Rewrite the items below, replacing "pixel coordinate" with "image position" wherever it appears and changing nothing else. Leave the pictures out of your answer.

## Start Available data

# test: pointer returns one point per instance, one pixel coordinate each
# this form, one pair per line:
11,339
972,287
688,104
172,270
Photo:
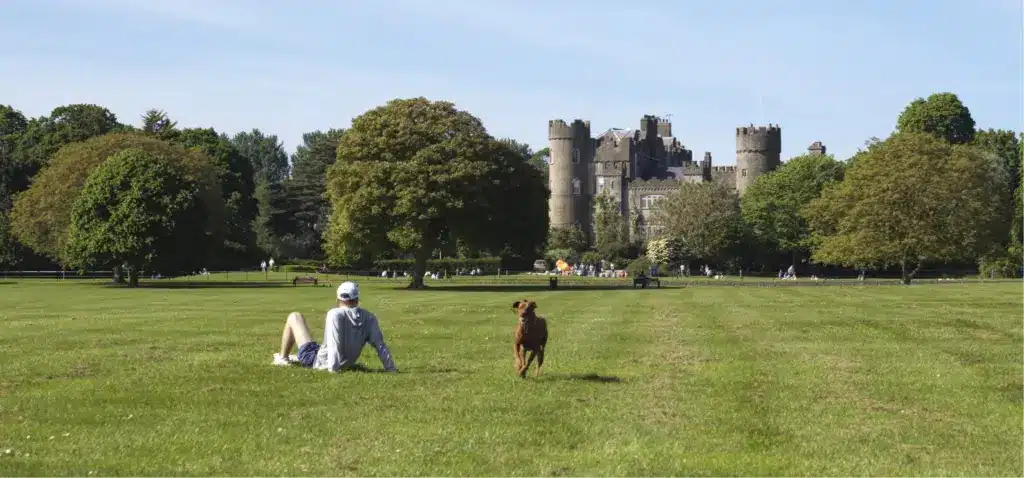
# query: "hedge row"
486,265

## End Available data

(Completed exercise)
# test: pointer returns one point per instance, one image position each
# this form, one pair per line:
11,339
972,287
688,104
172,270
Photo:
# query: "hedge row"
486,265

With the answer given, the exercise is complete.